**Work required**: Find every line in the material that contains the string "window" and copy each one in full, treating uppercase and lowercase letters as different.

**Material provided**:
======

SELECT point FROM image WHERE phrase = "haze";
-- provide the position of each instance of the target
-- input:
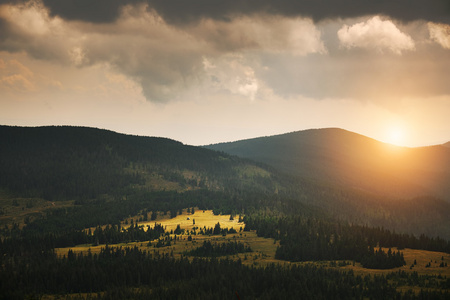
(202, 73)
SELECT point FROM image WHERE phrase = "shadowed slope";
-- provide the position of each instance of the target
(349, 159)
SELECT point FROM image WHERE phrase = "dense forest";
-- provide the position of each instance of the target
(104, 179)
(118, 270)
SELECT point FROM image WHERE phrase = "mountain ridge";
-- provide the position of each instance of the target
(351, 159)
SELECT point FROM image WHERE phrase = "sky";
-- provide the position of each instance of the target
(204, 71)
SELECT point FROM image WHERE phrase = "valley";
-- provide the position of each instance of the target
(88, 213)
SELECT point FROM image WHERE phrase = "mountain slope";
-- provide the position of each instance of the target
(82, 163)
(352, 160)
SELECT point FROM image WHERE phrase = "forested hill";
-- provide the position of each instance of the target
(352, 160)
(78, 162)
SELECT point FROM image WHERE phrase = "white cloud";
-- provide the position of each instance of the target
(230, 73)
(297, 36)
(440, 33)
(375, 33)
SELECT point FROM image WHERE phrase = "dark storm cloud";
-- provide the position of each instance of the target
(183, 11)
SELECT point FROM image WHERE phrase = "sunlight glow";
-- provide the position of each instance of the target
(396, 136)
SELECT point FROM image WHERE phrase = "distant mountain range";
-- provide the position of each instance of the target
(324, 172)
(352, 160)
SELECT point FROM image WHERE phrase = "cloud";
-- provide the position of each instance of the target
(440, 33)
(264, 33)
(15, 77)
(144, 47)
(187, 11)
(375, 34)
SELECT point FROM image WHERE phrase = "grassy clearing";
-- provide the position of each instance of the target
(263, 248)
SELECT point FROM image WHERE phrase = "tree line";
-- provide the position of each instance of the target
(116, 272)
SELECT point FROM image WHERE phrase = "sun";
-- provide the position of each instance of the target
(396, 136)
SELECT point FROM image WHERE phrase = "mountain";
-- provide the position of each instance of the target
(348, 159)
(107, 176)
(61, 162)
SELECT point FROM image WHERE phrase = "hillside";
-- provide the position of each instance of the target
(352, 160)
(44, 171)
(60, 163)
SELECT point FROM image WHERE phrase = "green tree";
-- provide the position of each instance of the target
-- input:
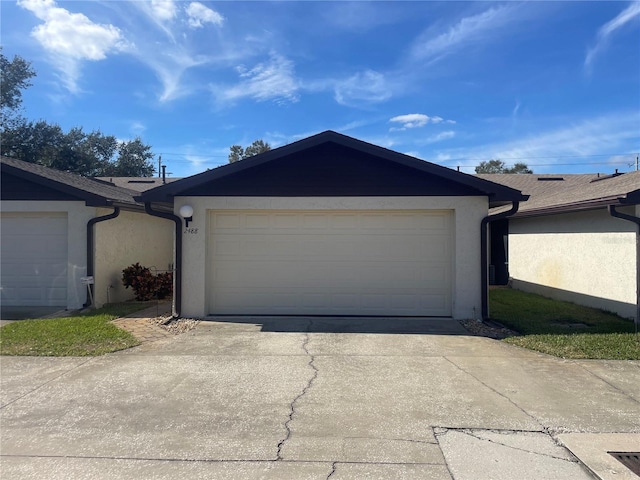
(134, 160)
(14, 77)
(88, 154)
(236, 152)
(498, 166)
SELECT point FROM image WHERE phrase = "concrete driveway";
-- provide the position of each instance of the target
(309, 398)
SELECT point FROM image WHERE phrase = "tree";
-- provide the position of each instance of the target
(14, 77)
(89, 154)
(236, 152)
(134, 160)
(498, 166)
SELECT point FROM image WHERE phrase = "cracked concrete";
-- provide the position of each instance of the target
(248, 399)
(302, 394)
(491, 454)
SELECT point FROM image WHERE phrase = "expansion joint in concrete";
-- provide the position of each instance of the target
(495, 391)
(46, 383)
(620, 391)
(292, 405)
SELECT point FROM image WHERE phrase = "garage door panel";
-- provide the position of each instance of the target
(369, 263)
(34, 259)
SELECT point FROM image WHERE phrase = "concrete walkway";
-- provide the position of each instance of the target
(255, 398)
(139, 325)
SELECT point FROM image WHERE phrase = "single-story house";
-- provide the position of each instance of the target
(330, 225)
(575, 239)
(57, 228)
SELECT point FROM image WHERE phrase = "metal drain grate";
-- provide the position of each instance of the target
(631, 460)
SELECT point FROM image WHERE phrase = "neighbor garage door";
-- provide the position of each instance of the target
(34, 259)
(330, 263)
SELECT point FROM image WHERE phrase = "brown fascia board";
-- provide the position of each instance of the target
(572, 207)
(495, 191)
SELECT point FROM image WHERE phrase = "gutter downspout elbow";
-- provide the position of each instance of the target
(91, 247)
(484, 257)
(177, 277)
(623, 216)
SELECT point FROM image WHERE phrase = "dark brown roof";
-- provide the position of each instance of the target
(311, 150)
(94, 193)
(571, 192)
(139, 184)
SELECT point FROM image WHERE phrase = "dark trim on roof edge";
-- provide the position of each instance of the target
(495, 191)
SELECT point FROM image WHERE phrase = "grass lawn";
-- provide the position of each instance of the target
(563, 329)
(85, 334)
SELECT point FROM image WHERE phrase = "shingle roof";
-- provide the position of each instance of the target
(497, 193)
(571, 192)
(95, 193)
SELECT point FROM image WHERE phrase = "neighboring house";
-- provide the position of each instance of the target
(565, 243)
(56, 228)
(330, 225)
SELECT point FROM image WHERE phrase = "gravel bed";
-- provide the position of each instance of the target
(488, 329)
(175, 326)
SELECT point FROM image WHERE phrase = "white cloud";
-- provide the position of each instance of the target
(71, 38)
(169, 66)
(597, 136)
(270, 80)
(163, 10)
(137, 128)
(363, 87)
(469, 29)
(441, 136)
(416, 120)
(609, 28)
(199, 15)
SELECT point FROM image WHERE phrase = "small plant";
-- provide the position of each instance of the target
(164, 284)
(145, 284)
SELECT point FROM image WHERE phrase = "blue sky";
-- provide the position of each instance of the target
(553, 84)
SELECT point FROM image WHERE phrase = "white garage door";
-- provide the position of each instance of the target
(329, 263)
(34, 259)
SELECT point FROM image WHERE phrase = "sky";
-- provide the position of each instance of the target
(555, 85)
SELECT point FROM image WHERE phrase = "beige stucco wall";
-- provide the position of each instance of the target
(468, 213)
(586, 257)
(129, 238)
(77, 217)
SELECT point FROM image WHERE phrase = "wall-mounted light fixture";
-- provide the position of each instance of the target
(186, 212)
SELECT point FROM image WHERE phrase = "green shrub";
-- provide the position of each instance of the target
(145, 284)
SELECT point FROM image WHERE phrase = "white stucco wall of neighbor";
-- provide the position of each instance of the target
(587, 258)
(129, 238)
(77, 217)
(467, 215)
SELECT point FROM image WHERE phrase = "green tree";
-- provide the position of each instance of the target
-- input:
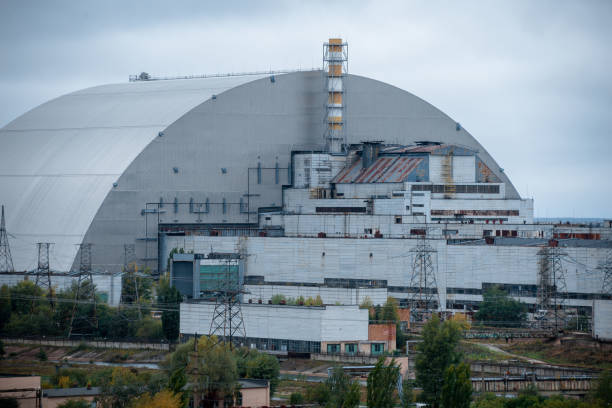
(170, 298)
(488, 400)
(296, 398)
(499, 309)
(437, 352)
(5, 306)
(121, 388)
(457, 388)
(382, 382)
(602, 392)
(253, 364)
(407, 397)
(343, 391)
(213, 371)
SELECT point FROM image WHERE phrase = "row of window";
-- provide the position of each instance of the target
(459, 188)
(479, 213)
(352, 348)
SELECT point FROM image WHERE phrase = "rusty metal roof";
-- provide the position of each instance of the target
(386, 169)
(435, 148)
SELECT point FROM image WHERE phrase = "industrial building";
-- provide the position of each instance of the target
(302, 183)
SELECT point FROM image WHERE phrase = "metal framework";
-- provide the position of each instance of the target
(130, 272)
(552, 287)
(335, 67)
(227, 322)
(85, 293)
(423, 279)
(606, 269)
(6, 261)
(43, 271)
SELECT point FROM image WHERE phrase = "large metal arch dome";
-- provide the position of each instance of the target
(82, 167)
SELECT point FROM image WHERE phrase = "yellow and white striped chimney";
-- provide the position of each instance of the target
(335, 66)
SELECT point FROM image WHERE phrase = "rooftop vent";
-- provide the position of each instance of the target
(370, 153)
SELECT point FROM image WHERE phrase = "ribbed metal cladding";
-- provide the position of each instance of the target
(335, 65)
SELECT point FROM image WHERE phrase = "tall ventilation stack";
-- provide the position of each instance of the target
(335, 65)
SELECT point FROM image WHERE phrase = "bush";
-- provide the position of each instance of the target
(296, 398)
(41, 355)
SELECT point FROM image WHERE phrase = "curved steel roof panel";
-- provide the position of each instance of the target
(60, 160)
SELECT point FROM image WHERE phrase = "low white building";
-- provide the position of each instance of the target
(285, 328)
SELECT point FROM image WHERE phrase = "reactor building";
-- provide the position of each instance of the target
(308, 183)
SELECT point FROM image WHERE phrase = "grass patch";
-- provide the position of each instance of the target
(582, 355)
(477, 352)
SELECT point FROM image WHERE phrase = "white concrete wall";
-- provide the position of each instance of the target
(346, 296)
(602, 319)
(330, 323)
(462, 266)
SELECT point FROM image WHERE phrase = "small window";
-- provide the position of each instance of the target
(333, 348)
(350, 348)
(377, 348)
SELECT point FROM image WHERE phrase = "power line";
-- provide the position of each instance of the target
(6, 260)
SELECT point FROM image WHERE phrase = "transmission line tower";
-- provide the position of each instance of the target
(43, 272)
(227, 322)
(552, 287)
(606, 268)
(130, 275)
(424, 297)
(6, 261)
(85, 294)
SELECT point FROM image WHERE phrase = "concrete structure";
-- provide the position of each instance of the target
(113, 164)
(313, 197)
(602, 320)
(53, 398)
(291, 328)
(253, 393)
(348, 270)
(26, 390)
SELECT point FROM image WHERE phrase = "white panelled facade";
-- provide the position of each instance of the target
(328, 323)
(287, 264)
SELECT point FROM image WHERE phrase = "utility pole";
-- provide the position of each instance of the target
(130, 272)
(6, 261)
(227, 322)
(552, 287)
(85, 293)
(423, 279)
(606, 269)
(43, 271)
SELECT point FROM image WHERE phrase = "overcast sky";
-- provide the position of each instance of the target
(531, 80)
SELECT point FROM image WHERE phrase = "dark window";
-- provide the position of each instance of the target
(259, 173)
(341, 209)
(377, 348)
(333, 348)
(276, 174)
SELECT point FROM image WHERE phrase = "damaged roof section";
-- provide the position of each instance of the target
(386, 169)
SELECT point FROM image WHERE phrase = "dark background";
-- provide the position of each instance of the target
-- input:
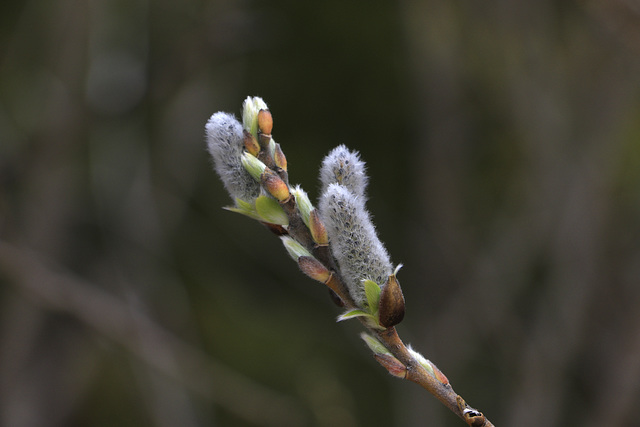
(503, 142)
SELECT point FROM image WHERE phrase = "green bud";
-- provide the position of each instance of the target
(295, 249)
(373, 344)
(250, 110)
(254, 166)
(270, 211)
(303, 203)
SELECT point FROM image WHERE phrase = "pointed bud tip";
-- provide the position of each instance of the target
(265, 122)
(391, 306)
(275, 185)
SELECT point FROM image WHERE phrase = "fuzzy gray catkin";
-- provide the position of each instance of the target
(344, 167)
(225, 144)
(353, 240)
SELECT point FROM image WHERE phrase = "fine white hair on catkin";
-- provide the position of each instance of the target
(225, 144)
(353, 240)
(342, 166)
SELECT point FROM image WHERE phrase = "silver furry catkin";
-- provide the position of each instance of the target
(344, 167)
(353, 240)
(225, 144)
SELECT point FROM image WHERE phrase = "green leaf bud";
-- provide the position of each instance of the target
(254, 166)
(270, 211)
(303, 203)
(250, 110)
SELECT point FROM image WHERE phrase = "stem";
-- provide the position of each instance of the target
(419, 375)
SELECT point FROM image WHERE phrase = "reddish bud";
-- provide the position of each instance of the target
(250, 143)
(275, 185)
(279, 158)
(317, 229)
(391, 306)
(265, 122)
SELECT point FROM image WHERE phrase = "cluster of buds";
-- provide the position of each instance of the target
(336, 243)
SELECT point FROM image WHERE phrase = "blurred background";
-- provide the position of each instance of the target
(503, 143)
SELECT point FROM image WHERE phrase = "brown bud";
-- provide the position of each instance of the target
(439, 375)
(391, 306)
(314, 268)
(279, 158)
(275, 185)
(317, 229)
(391, 364)
(264, 139)
(276, 229)
(250, 144)
(265, 122)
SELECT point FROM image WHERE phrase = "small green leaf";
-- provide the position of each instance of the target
(270, 211)
(352, 314)
(373, 344)
(372, 291)
(370, 320)
(244, 208)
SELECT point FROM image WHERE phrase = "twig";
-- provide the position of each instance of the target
(336, 244)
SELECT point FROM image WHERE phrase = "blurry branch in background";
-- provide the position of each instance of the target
(119, 322)
(336, 244)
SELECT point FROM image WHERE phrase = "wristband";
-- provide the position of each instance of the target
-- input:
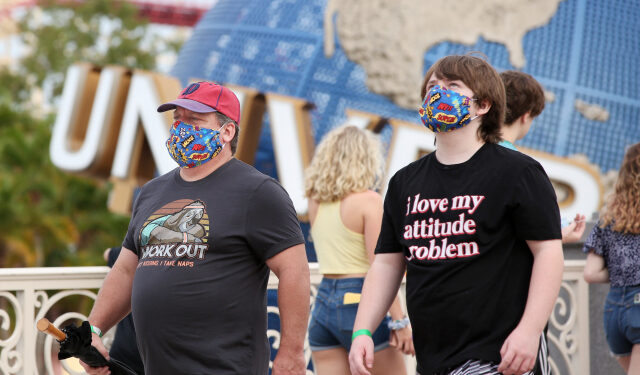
(398, 324)
(96, 330)
(361, 332)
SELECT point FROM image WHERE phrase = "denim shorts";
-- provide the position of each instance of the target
(622, 319)
(332, 320)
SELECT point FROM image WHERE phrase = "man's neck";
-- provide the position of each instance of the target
(202, 171)
(458, 146)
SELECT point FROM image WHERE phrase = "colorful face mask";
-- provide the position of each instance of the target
(191, 146)
(445, 110)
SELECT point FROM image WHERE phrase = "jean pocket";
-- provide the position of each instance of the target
(633, 316)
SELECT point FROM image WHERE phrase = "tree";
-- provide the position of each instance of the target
(101, 32)
(49, 217)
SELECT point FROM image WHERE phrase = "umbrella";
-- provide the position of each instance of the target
(76, 342)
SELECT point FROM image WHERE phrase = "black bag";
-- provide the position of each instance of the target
(78, 344)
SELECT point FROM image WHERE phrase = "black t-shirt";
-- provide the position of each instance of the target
(199, 292)
(125, 347)
(462, 229)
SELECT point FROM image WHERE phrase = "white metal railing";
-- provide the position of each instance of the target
(28, 294)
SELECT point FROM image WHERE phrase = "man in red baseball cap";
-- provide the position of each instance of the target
(201, 242)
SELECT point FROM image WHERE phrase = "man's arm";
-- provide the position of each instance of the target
(292, 269)
(380, 288)
(595, 271)
(113, 302)
(520, 349)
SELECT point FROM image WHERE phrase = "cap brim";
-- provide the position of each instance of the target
(189, 104)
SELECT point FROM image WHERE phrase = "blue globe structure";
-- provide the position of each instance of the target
(588, 51)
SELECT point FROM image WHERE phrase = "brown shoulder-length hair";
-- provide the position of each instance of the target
(623, 209)
(524, 95)
(485, 83)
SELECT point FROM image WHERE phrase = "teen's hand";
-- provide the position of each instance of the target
(361, 355)
(402, 339)
(97, 342)
(519, 352)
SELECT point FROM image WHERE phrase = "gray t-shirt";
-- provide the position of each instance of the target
(199, 293)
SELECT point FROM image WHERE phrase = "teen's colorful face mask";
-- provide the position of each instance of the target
(191, 146)
(445, 110)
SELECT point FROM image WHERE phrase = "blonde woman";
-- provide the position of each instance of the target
(613, 248)
(345, 214)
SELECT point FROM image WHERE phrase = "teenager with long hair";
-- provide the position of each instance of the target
(476, 226)
(613, 248)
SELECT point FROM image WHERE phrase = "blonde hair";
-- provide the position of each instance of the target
(347, 160)
(623, 209)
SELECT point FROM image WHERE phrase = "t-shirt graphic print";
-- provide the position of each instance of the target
(175, 235)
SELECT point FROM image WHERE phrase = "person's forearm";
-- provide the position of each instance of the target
(395, 310)
(293, 302)
(114, 299)
(379, 290)
(546, 277)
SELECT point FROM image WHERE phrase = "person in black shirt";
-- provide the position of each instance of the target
(476, 226)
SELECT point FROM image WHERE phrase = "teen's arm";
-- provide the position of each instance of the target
(520, 349)
(380, 288)
(113, 302)
(402, 338)
(595, 271)
(292, 269)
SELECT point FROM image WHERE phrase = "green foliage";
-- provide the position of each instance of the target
(102, 32)
(50, 217)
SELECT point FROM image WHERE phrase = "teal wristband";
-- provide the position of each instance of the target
(96, 330)
(361, 332)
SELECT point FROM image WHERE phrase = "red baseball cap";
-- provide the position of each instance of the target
(204, 97)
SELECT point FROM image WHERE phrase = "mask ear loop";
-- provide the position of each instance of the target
(220, 132)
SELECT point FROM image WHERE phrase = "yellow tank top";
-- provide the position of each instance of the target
(339, 250)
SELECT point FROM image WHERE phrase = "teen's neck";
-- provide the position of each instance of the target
(202, 171)
(458, 146)
(510, 133)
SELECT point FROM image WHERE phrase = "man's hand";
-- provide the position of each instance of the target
(97, 342)
(573, 232)
(519, 352)
(402, 339)
(289, 362)
(361, 355)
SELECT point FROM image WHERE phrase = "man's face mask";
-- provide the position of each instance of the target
(445, 110)
(191, 146)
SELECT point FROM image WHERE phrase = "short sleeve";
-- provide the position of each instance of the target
(387, 240)
(272, 223)
(114, 252)
(535, 211)
(595, 241)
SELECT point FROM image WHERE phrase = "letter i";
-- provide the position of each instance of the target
(408, 205)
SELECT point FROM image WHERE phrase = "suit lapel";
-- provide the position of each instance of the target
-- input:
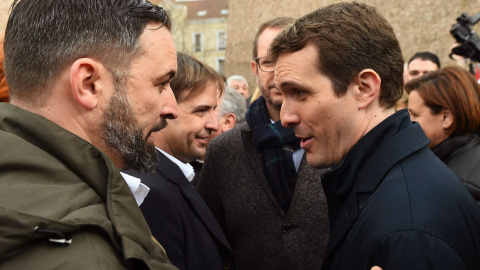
(173, 173)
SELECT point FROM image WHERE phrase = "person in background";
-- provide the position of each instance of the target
(257, 183)
(391, 202)
(230, 112)
(418, 65)
(240, 84)
(446, 104)
(175, 212)
(4, 94)
(89, 82)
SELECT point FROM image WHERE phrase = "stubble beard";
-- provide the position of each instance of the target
(124, 136)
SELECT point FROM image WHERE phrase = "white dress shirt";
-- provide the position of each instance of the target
(186, 168)
(138, 189)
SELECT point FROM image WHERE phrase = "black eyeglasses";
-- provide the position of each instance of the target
(264, 64)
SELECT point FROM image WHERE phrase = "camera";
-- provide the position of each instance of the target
(468, 39)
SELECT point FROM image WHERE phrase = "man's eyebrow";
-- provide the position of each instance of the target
(290, 84)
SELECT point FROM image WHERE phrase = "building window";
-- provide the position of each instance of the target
(221, 65)
(221, 40)
(197, 42)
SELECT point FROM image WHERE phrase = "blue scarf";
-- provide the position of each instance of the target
(275, 145)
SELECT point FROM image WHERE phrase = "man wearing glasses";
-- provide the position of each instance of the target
(257, 183)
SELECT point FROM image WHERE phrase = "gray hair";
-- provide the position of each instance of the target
(239, 78)
(233, 102)
(44, 36)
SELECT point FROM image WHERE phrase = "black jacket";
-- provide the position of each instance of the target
(181, 221)
(394, 204)
(462, 155)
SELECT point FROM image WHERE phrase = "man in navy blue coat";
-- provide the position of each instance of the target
(176, 214)
(391, 202)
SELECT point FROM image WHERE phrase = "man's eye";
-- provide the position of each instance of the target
(299, 93)
(267, 63)
(414, 72)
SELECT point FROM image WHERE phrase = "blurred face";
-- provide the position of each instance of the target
(327, 125)
(265, 80)
(418, 68)
(241, 87)
(431, 124)
(142, 104)
(186, 137)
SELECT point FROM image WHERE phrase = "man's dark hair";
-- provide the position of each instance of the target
(426, 56)
(45, 36)
(348, 37)
(276, 23)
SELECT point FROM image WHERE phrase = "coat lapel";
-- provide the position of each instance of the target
(256, 167)
(173, 173)
(366, 179)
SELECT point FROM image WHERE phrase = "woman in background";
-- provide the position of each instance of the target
(446, 103)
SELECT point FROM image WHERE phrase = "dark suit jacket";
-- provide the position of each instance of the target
(181, 221)
(392, 203)
(262, 235)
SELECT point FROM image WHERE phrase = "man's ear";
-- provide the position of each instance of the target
(367, 87)
(84, 76)
(254, 67)
(448, 118)
(230, 119)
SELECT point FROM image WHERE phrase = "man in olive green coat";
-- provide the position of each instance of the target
(89, 82)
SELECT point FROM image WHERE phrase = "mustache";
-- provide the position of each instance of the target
(158, 126)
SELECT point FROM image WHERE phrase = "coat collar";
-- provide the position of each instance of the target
(173, 174)
(349, 185)
(102, 176)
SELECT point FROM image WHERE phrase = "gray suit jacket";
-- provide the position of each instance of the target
(261, 234)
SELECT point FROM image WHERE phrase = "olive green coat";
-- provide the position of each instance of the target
(55, 185)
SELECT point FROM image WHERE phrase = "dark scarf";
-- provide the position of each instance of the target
(275, 145)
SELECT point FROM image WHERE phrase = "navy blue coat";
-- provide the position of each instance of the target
(394, 204)
(181, 221)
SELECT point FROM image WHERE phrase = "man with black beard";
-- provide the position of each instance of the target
(258, 185)
(175, 212)
(89, 82)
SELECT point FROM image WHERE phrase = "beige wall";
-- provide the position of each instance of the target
(209, 53)
(420, 25)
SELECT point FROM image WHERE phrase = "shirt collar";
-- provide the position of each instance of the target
(186, 168)
(138, 189)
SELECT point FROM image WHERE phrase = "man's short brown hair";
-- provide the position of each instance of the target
(192, 77)
(276, 23)
(348, 37)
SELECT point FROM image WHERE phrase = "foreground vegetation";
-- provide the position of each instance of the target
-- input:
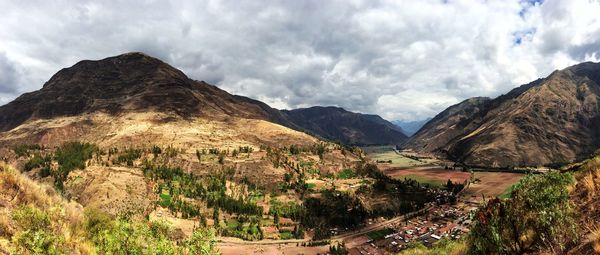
(41, 222)
(538, 216)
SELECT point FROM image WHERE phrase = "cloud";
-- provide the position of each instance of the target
(8, 75)
(402, 60)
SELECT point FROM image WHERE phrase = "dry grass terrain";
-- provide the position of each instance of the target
(436, 174)
(492, 184)
(149, 128)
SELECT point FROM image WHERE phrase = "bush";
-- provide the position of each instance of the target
(71, 156)
(538, 215)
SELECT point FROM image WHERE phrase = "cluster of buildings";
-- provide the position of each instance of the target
(444, 221)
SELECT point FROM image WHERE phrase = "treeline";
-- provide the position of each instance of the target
(213, 191)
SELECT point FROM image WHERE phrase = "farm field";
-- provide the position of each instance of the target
(384, 154)
(431, 175)
(490, 184)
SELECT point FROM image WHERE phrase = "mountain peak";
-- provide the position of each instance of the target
(130, 82)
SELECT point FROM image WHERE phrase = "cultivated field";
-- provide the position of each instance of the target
(384, 154)
(431, 175)
(492, 184)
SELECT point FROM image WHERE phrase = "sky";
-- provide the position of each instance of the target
(404, 60)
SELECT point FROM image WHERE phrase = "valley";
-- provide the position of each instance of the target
(143, 150)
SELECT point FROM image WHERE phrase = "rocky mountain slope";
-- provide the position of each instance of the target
(136, 99)
(134, 95)
(550, 120)
(337, 124)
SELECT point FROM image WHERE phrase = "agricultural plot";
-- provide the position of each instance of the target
(387, 157)
(488, 184)
(492, 184)
(431, 175)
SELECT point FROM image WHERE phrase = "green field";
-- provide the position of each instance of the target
(387, 153)
(422, 179)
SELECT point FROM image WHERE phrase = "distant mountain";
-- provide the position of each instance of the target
(134, 98)
(548, 121)
(410, 127)
(337, 124)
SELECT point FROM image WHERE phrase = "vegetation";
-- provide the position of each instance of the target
(346, 174)
(113, 236)
(537, 215)
(40, 222)
(71, 156)
(442, 247)
(380, 234)
(23, 150)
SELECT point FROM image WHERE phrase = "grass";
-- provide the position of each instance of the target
(380, 234)
(387, 153)
(596, 239)
(165, 200)
(346, 174)
(507, 192)
(286, 235)
(589, 185)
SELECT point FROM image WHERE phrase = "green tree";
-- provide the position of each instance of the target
(538, 215)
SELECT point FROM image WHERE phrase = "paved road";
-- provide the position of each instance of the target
(340, 237)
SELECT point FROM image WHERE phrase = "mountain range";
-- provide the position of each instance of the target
(132, 96)
(549, 121)
(337, 124)
(410, 127)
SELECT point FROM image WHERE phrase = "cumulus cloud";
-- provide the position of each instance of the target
(401, 59)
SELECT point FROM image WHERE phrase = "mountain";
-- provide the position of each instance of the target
(410, 127)
(134, 98)
(337, 124)
(548, 121)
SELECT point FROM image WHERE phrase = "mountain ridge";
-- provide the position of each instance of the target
(338, 124)
(547, 121)
(137, 83)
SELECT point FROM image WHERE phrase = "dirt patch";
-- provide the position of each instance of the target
(492, 184)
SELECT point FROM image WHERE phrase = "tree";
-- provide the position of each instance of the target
(276, 218)
(199, 156)
(216, 216)
(202, 242)
(538, 215)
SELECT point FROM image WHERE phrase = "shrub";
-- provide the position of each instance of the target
(538, 215)
(71, 156)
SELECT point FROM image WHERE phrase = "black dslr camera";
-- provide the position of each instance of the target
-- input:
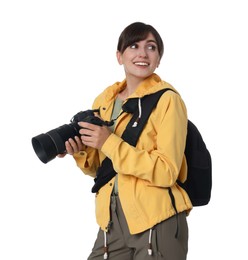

======

**Result**:
SELECT point FROM image WHERE phrase = "row of window";
SELECT point FROM image WHERE phrase = "small window";
SELECT point FROM image WHERE phrase = "dark window";
SELECT point FROM image WHERE phrase = "building window";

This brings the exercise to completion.